> [What is expected]
What do the lines say from the one containing "Practice step: indicate the short" to the end of the records? Restate them word for word, and only those.

*** Begin section ***

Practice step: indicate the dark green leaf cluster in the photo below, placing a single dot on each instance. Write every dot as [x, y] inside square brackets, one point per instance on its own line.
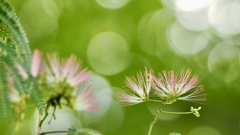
[14, 49]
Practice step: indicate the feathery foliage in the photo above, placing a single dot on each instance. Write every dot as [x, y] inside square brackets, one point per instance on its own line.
[9, 17]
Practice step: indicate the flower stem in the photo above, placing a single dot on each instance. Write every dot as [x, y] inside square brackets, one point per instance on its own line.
[53, 132]
[176, 112]
[155, 119]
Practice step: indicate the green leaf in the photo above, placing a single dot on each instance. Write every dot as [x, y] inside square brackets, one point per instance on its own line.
[36, 94]
[9, 17]
[5, 106]
[72, 131]
[174, 133]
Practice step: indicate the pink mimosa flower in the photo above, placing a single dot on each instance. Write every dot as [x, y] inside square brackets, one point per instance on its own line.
[35, 65]
[69, 70]
[171, 87]
[138, 89]
[86, 100]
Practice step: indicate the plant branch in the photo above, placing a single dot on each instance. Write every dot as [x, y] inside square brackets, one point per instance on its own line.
[152, 100]
[44, 118]
[155, 119]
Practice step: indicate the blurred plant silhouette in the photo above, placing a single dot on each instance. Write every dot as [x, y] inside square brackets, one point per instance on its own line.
[165, 88]
[48, 83]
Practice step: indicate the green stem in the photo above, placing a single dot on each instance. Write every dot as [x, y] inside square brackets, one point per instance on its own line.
[176, 112]
[155, 119]
[152, 100]
[53, 132]
[41, 121]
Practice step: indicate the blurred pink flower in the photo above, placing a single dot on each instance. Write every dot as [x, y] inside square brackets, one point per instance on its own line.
[171, 87]
[86, 100]
[35, 68]
[65, 70]
[137, 89]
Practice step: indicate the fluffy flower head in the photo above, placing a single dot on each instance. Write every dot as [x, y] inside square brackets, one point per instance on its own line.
[137, 89]
[171, 87]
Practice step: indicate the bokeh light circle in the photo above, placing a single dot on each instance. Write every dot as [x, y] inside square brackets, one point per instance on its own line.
[190, 5]
[103, 92]
[112, 4]
[40, 17]
[206, 130]
[186, 42]
[108, 53]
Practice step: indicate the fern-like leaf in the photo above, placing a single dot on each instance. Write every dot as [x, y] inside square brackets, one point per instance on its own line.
[8, 16]
[5, 106]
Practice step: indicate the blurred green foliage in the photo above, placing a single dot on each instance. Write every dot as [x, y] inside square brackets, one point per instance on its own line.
[69, 27]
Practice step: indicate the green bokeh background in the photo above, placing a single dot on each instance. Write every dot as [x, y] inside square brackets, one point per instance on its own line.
[135, 38]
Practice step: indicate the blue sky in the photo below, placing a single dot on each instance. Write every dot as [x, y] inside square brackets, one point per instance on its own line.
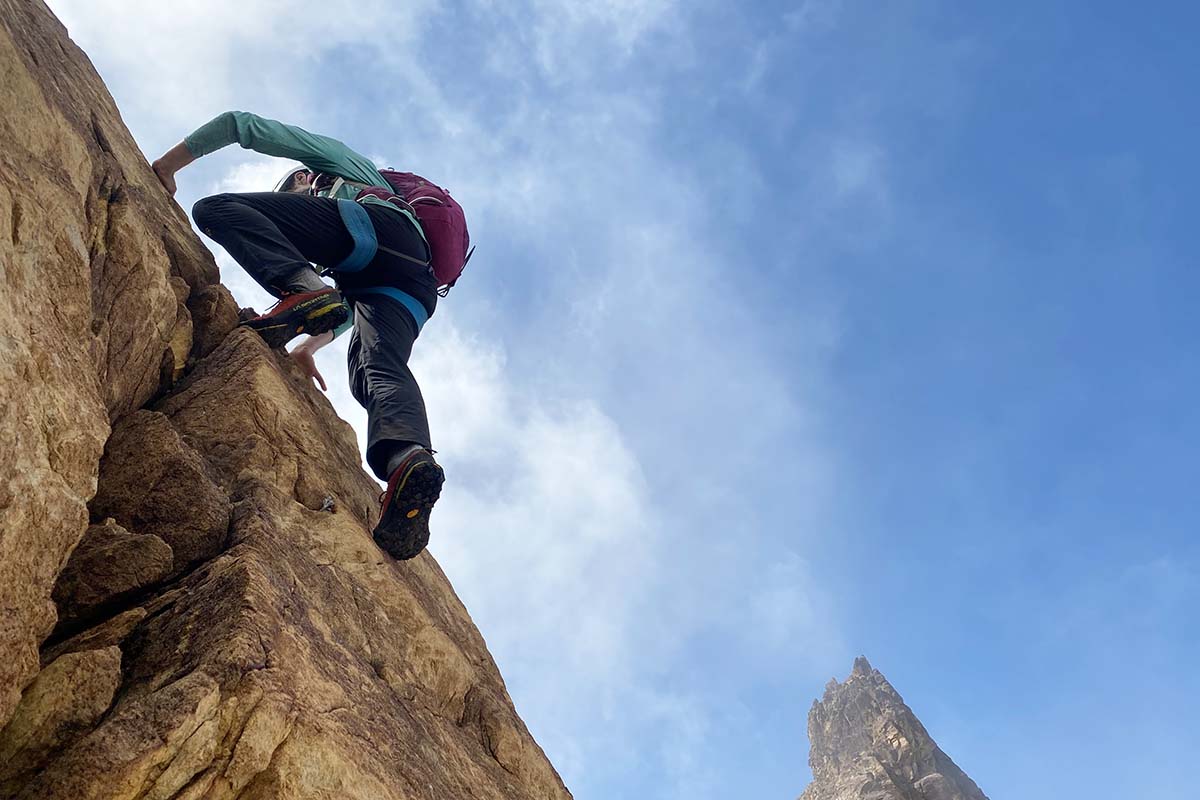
[796, 331]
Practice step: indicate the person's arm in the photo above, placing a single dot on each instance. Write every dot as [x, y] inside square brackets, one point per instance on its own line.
[305, 353]
[318, 152]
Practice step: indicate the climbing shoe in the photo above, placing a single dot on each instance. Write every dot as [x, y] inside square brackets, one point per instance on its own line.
[413, 488]
[306, 312]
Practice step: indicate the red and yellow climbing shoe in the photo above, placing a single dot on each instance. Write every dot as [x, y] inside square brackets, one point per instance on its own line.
[403, 528]
[309, 312]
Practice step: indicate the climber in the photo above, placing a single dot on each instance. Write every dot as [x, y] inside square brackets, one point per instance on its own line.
[379, 256]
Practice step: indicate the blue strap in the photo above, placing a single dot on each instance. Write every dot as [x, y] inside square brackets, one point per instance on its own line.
[359, 226]
[408, 301]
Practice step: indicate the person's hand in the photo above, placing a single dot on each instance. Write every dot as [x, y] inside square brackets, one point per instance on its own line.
[171, 163]
[166, 176]
[304, 356]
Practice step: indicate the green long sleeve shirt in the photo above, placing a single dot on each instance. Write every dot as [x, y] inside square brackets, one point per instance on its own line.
[319, 154]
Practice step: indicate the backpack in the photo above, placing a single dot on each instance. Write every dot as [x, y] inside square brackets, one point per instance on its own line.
[441, 217]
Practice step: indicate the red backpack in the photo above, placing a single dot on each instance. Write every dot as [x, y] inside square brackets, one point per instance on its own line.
[441, 217]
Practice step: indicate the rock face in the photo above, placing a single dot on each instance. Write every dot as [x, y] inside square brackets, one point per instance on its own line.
[868, 745]
[191, 605]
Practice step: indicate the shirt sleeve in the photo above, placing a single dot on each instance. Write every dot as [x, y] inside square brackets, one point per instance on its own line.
[318, 152]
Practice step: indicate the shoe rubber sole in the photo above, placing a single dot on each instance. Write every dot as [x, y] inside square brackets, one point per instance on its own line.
[403, 529]
[321, 316]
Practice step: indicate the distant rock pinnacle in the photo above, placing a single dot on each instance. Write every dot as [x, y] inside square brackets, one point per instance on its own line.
[868, 745]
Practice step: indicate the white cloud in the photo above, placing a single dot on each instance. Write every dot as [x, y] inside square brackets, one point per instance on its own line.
[591, 443]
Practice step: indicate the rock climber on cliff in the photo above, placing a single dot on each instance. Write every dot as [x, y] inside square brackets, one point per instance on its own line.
[365, 228]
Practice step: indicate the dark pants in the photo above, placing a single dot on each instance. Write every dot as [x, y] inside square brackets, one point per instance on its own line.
[274, 234]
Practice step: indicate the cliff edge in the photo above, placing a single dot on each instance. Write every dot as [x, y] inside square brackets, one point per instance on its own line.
[192, 605]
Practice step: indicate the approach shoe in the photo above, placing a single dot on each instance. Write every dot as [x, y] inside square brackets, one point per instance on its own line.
[306, 312]
[403, 528]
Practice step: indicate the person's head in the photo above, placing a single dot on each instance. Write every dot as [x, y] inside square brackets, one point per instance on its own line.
[298, 181]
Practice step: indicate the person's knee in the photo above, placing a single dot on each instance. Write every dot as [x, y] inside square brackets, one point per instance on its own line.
[208, 210]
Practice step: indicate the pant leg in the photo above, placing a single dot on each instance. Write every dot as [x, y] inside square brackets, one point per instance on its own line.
[382, 382]
[275, 234]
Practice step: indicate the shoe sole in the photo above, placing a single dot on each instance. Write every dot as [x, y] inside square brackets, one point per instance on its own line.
[403, 530]
[277, 332]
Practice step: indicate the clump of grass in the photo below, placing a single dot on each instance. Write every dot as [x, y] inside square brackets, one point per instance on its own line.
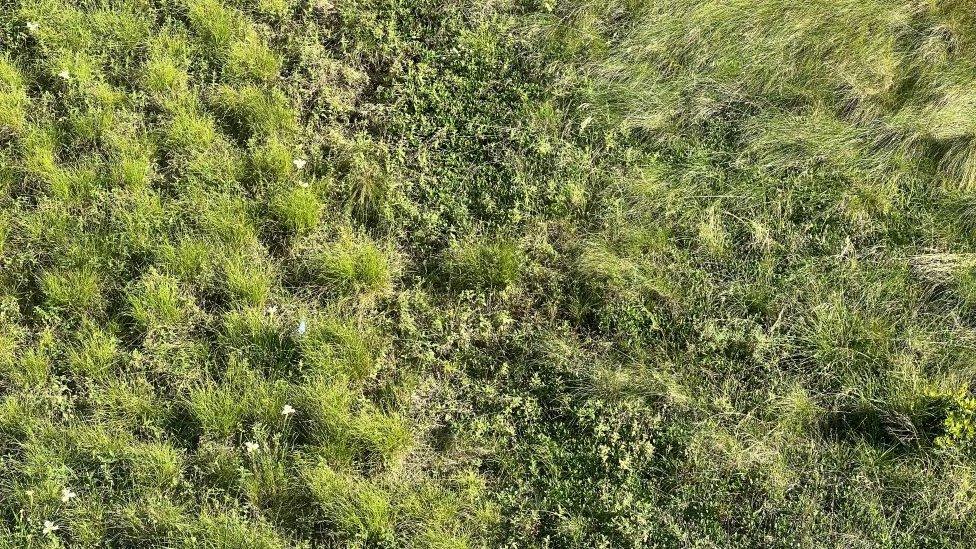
[157, 302]
[297, 210]
[484, 264]
[349, 265]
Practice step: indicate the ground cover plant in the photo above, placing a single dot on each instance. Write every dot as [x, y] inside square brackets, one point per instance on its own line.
[431, 273]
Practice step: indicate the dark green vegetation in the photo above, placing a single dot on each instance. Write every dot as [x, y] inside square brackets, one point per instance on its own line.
[419, 273]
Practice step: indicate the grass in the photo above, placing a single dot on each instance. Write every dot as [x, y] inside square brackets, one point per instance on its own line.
[415, 273]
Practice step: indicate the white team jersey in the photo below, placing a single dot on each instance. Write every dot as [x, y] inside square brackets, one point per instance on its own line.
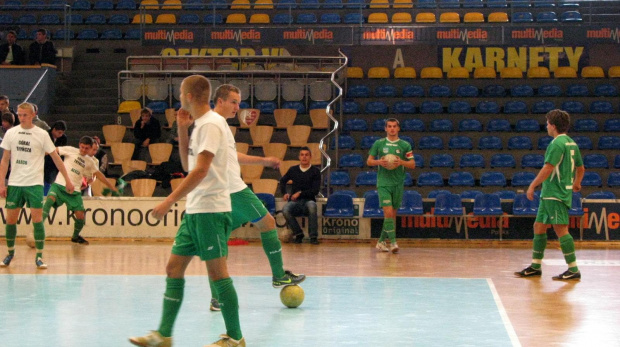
[77, 166]
[212, 193]
[28, 148]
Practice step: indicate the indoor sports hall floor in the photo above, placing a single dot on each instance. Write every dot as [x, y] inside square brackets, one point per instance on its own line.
[431, 294]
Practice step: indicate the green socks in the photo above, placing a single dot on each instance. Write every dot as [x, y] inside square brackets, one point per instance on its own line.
[11, 233]
[273, 250]
[540, 243]
[227, 296]
[173, 297]
[567, 244]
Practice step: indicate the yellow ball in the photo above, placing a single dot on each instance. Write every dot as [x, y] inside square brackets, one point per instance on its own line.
[292, 296]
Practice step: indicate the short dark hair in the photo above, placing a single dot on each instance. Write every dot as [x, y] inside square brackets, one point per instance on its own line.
[60, 125]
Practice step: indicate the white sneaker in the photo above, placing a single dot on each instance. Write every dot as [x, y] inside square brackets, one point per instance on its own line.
[394, 248]
[382, 246]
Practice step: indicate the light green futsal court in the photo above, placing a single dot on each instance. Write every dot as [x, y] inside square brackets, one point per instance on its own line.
[80, 310]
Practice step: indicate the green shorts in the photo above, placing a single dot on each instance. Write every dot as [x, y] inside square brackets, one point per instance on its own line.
[246, 207]
[74, 200]
[203, 234]
[390, 196]
[16, 197]
[552, 212]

*** End section ***

> [The completed task]
Practice step: indicate the short dark hair in the photo above, placing a single dot on each instance. Write every dot as [x, y] inside square brackets, one point per instance on its own line.
[60, 125]
Practice step: indicate the white sneaker in the photo above, placing a single dot on each instance. Write every dot as [x, y] inside square brackets, one point per instance on its own line.
[394, 248]
[382, 246]
Practice step: indicate the light green futsal court in the photo above, placing a single dot on each instance. Write every dot as [x, y] inside square brackets, one point per instance on its own line.
[80, 310]
Practice step: indicate the green shorts in the photo above, placing a single dot on each instance. Write every dot as [x, y] inside square brackets, one point per instance on its own line.
[246, 207]
[74, 200]
[203, 234]
[390, 196]
[16, 197]
[552, 212]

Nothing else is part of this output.